***** Dataset extract

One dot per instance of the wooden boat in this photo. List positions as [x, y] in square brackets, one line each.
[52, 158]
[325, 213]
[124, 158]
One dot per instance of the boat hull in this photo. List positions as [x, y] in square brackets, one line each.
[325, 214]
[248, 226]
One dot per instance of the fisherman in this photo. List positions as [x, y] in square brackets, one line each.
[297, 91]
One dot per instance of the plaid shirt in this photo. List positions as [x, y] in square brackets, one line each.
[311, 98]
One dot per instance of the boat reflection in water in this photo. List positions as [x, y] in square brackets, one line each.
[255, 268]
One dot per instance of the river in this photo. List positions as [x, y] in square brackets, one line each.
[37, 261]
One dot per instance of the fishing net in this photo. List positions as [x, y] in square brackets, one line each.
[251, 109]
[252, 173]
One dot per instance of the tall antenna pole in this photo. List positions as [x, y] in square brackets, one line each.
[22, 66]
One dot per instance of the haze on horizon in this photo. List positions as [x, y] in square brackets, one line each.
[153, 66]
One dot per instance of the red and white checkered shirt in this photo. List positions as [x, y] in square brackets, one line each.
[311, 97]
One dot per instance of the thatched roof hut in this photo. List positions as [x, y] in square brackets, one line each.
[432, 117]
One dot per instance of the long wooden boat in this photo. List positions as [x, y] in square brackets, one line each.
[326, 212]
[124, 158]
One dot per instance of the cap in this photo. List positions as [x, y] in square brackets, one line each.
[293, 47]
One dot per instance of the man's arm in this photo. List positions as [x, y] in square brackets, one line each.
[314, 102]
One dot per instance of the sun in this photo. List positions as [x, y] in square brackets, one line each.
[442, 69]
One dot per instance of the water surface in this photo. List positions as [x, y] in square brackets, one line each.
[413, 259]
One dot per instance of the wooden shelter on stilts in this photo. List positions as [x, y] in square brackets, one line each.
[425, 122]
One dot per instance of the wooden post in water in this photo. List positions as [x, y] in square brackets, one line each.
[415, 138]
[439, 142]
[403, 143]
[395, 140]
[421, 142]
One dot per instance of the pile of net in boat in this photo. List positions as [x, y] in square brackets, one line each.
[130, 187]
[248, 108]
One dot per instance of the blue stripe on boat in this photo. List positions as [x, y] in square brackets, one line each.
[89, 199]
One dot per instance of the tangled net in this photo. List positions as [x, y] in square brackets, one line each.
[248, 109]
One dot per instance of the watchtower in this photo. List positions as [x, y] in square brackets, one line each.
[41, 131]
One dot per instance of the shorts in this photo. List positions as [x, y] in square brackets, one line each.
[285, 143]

**********

• [Your task]:
Copy task. Give back the whole listing exactly as written.

• [Finished exercise]:
One dot per instance of the wooden boat in this photo. List positions as [x, y] in square brackets, one line each.
[52, 158]
[325, 213]
[124, 158]
One dot per instance of the boat hull in this photo. List positions as [x, y] in square brackets, one line each.
[325, 214]
[248, 226]
One dot per instance of the fisherman in this photo. List positions as [x, y] in square brackets, one line each.
[297, 91]
One dot per instance of the plaid shirt in this photo. List positions as [x, y] in square brackets, one line each.
[311, 98]
One dot per instance of the boat reflection in water in this photo. List positions as [x, y] in square brackets, one line each.
[255, 268]
One dot per instance of the river in this photo. List positions as [x, y] in square brackets, one line each.
[37, 261]
One dot per instance of the fishing net in this photo. List positions as [x, y] in square brackets, one line each.
[251, 109]
[252, 173]
One dot per instance of the tall antenna pole in this photo. List positions as [x, y] in square brackets, one line each.
[22, 66]
One dot per instance of the haze on horizon in this photo. List positions as [x, y] in square brackets, one line each.
[153, 66]
One dot per instance of the red and white checkered shirt in this photo. List positions as [x, y] in square brackets, one line each.
[311, 97]
One dot per instance of the thatched roof hut in this photo. List positions as [x, y] in square brackets, one line each.
[432, 117]
One dot per instance of the long wooden boat in this photo. List positions as [x, y] in square brackets, one line each.
[326, 212]
[124, 158]
One dot per instance of the cap in this photo. List positions as [x, y] in square brackets, one line each.
[293, 47]
One dot per instance of the man's arm in this photo. List positions as [x, y] in square brackets, one line each.
[314, 102]
One dot per instance of the sun in this photo. List positions as [x, y] in square brackets, one line each.
[442, 69]
One dot per instance of the water surface in this photo. List positions as [x, y] in square brackets, one line each.
[413, 259]
One dot per instance of the wooden shelter on stilts in this photo. List positions as [x, y] in square brackets, one line each.
[425, 122]
One dot per instance of the wooden post in water in this photo. List positions as [x, y] in square brackets, one line each.
[415, 138]
[439, 142]
[403, 143]
[395, 140]
[421, 142]
One dot per instance of the pile of net in boat in this photo. List positions as [x, y] in square brackets, one line each.
[130, 187]
[248, 108]
One dot per instance of the blue stripe on boat in this photo. List positions as [x, y] in square brackets, one line each.
[89, 199]
One dot per instance of the tangled net in this photo. List positions as [x, y] in square brackets, one line each.
[248, 109]
One dot per instance of the watchtower in this photo. List positions as [x, y] in square brackets, one line each.
[41, 131]
One dot per instance of the shorts in this photo. List positions as [x, y] in square brackets, one line each.
[285, 143]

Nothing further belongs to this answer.